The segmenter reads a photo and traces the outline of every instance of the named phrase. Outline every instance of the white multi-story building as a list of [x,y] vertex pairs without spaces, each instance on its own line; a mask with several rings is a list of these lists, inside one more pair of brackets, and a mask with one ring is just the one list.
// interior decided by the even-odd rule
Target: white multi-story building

* * *

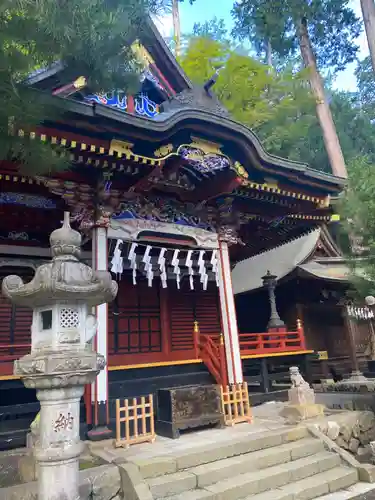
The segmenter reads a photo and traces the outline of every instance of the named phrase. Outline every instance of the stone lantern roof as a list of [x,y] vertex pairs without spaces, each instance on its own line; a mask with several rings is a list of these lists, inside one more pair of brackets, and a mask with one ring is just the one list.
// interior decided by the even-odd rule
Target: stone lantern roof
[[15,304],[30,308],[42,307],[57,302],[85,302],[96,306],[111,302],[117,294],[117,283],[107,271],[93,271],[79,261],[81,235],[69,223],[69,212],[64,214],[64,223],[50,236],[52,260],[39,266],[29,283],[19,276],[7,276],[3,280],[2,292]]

Task item ▸ Using the records above, write out exactly the lines between the one holding "of the white" and the one holding "Target: white multi-story building", inclusive; leave everything else out.

Task answer ▸
The segmenter reads a photo and traces the outline of every instance of the named phrase. Outline every instance of the white multi-story building as a list of [x,y] vertex pairs without spaces, each instance on its own line; a mask with several rings is a list of these lists, inside one more pair of brackets, and a mask with one ring is just the one list.
// interior decided by the even-odd rule
Target: white multi-story building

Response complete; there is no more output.